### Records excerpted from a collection
****

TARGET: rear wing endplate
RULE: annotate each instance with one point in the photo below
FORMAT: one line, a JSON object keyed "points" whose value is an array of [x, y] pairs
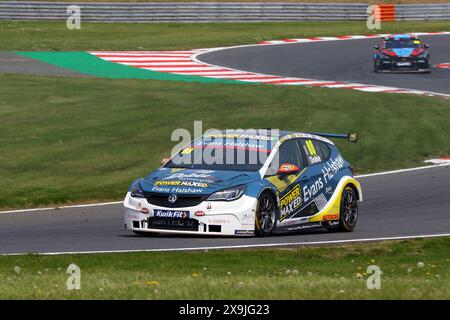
{"points": [[351, 137]]}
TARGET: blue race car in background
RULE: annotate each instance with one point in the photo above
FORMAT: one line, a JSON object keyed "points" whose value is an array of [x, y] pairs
{"points": [[260, 183], [402, 53]]}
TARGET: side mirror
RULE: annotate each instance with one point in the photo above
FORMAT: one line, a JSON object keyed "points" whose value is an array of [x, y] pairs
{"points": [[288, 168], [164, 161]]}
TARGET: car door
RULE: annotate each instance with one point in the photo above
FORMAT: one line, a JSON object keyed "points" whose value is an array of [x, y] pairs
{"points": [[313, 184], [289, 186]]}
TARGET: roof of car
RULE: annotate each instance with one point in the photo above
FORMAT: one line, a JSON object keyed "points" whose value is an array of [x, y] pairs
{"points": [[275, 134], [401, 36]]}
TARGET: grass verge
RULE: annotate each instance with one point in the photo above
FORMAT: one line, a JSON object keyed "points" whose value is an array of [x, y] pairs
{"points": [[416, 269], [66, 140], [302, 1], [54, 36]]}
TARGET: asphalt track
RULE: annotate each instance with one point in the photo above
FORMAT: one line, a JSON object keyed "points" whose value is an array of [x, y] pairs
{"points": [[346, 61], [401, 204]]}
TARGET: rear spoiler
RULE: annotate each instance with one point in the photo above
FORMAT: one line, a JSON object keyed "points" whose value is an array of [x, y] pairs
{"points": [[351, 137]]}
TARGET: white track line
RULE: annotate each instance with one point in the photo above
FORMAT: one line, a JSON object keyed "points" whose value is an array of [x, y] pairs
{"points": [[262, 245], [118, 202]]}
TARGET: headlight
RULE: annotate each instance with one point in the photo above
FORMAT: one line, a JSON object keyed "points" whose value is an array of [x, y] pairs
{"points": [[228, 194], [136, 190]]}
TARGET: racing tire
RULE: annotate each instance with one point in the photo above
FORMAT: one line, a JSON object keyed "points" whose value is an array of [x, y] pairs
{"points": [[348, 214], [265, 215]]}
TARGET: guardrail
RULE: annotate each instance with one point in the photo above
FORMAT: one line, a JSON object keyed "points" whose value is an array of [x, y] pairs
{"points": [[216, 12]]}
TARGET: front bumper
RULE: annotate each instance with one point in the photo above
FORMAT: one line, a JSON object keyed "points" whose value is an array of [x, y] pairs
{"points": [[230, 218], [403, 64]]}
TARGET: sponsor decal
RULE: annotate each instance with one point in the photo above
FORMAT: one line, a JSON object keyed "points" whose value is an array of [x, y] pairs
{"points": [[290, 202], [199, 213], [309, 191], [332, 167], [178, 214], [218, 221], [248, 232], [181, 183], [198, 176], [313, 157], [331, 217], [176, 190], [133, 216], [241, 136], [289, 222]]}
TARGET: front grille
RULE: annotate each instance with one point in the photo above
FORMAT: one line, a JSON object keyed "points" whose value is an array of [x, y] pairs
{"points": [[161, 199], [172, 224]]}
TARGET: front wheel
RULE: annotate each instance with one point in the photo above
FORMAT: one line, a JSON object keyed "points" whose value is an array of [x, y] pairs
{"points": [[265, 216], [348, 211]]}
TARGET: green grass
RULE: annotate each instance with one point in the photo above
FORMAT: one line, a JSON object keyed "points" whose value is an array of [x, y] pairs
{"points": [[66, 140], [416, 269], [54, 36]]}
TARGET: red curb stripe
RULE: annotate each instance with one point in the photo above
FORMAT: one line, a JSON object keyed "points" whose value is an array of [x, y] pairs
{"points": [[288, 81], [171, 66]]}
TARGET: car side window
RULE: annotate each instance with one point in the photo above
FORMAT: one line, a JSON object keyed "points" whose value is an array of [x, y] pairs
{"points": [[325, 150], [315, 150], [289, 152]]}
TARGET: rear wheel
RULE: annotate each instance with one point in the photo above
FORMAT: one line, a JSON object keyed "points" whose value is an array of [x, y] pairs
{"points": [[348, 211], [265, 217]]}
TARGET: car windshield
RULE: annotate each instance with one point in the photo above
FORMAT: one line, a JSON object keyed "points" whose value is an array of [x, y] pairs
{"points": [[224, 152], [402, 43]]}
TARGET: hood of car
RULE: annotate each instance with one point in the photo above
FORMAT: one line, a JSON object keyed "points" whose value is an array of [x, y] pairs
{"points": [[195, 181], [403, 52]]}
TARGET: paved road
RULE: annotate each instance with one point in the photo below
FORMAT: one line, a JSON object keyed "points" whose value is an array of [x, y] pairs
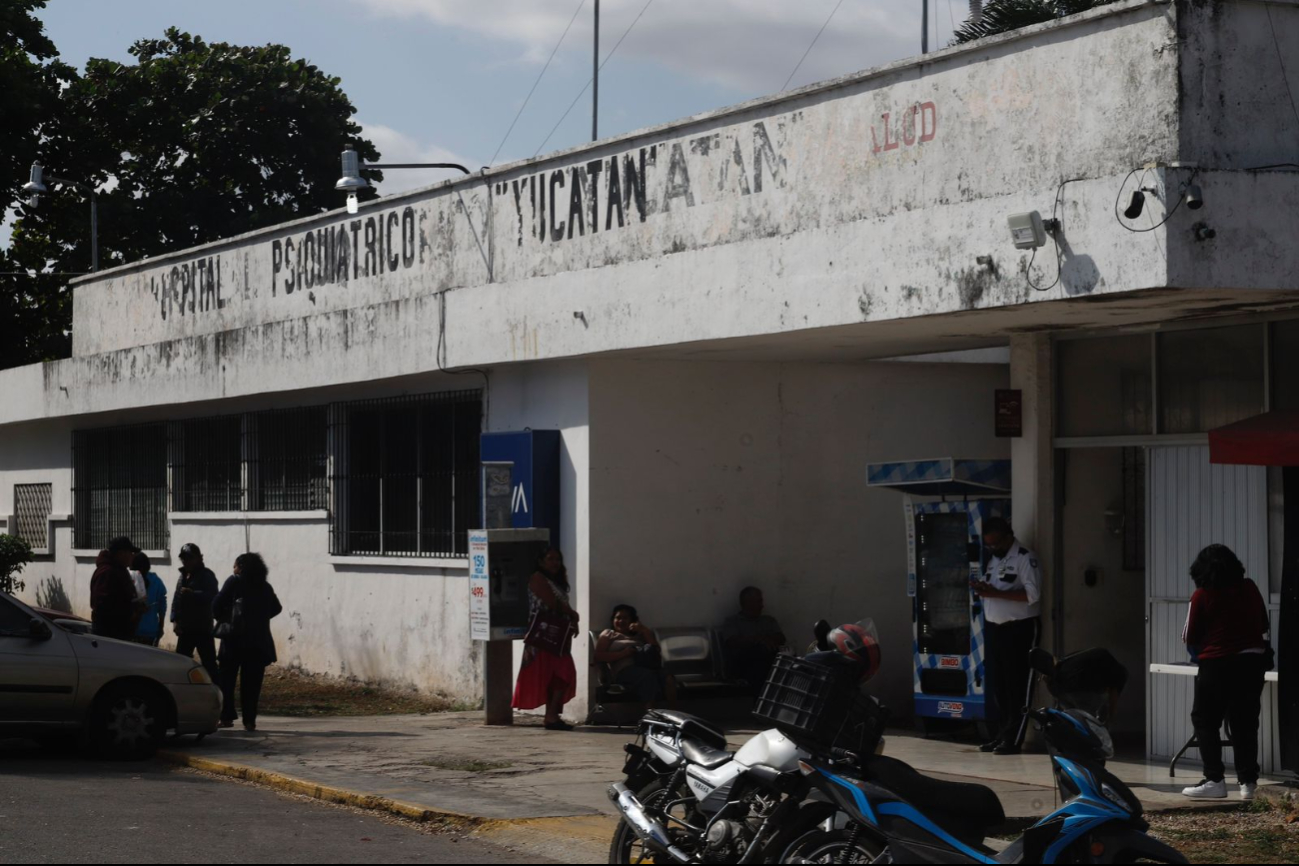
{"points": [[65, 809]]}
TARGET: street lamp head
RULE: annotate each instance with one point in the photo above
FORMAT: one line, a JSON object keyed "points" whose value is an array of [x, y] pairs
{"points": [[351, 181], [35, 187]]}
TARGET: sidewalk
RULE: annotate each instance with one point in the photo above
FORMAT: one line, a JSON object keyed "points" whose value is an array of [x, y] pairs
{"points": [[548, 788]]}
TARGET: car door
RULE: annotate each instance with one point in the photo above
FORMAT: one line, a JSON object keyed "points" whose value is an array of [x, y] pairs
{"points": [[38, 674]]}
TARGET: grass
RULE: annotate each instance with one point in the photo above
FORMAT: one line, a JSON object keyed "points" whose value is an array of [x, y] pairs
{"points": [[1259, 832], [465, 765], [292, 692]]}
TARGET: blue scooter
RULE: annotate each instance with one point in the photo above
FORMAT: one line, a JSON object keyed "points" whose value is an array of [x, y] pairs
{"points": [[895, 814]]}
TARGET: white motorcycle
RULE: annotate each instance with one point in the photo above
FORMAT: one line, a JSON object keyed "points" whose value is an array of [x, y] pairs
{"points": [[686, 799]]}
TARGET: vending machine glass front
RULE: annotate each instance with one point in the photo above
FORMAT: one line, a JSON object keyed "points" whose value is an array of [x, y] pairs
{"points": [[942, 583]]}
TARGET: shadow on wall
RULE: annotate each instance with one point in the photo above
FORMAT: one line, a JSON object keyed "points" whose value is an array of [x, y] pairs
{"points": [[51, 593]]}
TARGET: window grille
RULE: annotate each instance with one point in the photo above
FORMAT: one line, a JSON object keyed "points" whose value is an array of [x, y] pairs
{"points": [[207, 464], [287, 460], [405, 474], [120, 486], [31, 507]]}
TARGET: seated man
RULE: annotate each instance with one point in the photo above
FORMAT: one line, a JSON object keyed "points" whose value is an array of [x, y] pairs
{"points": [[751, 640], [624, 649]]}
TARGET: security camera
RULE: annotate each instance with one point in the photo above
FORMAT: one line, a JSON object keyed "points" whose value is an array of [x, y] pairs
{"points": [[1029, 231], [1135, 204]]}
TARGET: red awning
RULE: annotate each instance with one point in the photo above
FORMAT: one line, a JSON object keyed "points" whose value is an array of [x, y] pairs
{"points": [[1271, 439]]}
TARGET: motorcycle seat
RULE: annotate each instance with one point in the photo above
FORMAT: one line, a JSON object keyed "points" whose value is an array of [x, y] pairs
{"points": [[704, 754], [693, 726], [964, 809]]}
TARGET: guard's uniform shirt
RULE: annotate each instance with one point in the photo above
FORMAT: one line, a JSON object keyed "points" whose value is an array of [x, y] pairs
{"points": [[1016, 570]]}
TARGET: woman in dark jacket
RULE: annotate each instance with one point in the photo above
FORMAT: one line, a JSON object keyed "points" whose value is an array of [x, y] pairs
{"points": [[247, 603], [1224, 632]]}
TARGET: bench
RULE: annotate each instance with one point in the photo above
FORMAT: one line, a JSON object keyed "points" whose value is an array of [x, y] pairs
{"points": [[691, 655]]}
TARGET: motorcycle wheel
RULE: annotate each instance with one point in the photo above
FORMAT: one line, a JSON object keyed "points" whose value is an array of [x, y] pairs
{"points": [[626, 847], [833, 847]]}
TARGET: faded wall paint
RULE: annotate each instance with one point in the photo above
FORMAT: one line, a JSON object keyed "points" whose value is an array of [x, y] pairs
{"points": [[902, 164]]}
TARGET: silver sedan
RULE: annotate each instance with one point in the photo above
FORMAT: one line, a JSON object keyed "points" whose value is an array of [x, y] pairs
{"points": [[120, 697]]}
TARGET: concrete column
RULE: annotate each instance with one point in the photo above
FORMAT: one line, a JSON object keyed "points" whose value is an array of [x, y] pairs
{"points": [[1033, 465]]}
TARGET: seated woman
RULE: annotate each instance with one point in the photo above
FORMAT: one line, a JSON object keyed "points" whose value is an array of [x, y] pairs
{"points": [[618, 648]]}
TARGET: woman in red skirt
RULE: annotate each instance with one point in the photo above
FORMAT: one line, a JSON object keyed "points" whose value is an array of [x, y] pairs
{"points": [[548, 678]]}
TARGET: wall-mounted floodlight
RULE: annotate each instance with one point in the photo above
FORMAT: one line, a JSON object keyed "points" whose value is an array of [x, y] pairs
{"points": [[1029, 230], [352, 182], [35, 187]]}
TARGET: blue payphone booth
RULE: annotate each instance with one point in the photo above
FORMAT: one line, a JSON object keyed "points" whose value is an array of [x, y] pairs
{"points": [[946, 503], [521, 481]]}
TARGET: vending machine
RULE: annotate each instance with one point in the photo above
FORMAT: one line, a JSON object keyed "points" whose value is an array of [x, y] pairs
{"points": [[945, 504]]}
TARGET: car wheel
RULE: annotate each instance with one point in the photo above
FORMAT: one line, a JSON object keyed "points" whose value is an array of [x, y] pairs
{"points": [[127, 723]]}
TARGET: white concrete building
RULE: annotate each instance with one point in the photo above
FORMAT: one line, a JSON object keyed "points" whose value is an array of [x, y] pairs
{"points": [[707, 312]]}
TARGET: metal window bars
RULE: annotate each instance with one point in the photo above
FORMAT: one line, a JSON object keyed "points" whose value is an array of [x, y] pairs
{"points": [[405, 474], [286, 460], [205, 456], [31, 508], [120, 486]]}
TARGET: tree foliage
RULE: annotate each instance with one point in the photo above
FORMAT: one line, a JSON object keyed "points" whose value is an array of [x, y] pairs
{"points": [[1004, 16], [14, 553], [190, 143], [30, 78]]}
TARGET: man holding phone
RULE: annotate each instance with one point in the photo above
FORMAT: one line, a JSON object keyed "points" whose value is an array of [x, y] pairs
{"points": [[1011, 590]]}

****

### WHAT YOU HAVE TO DO
Check every line of the entries above for the word "rear" and report how many lines contain it, giving the number only.

### COMPLETED TASK
3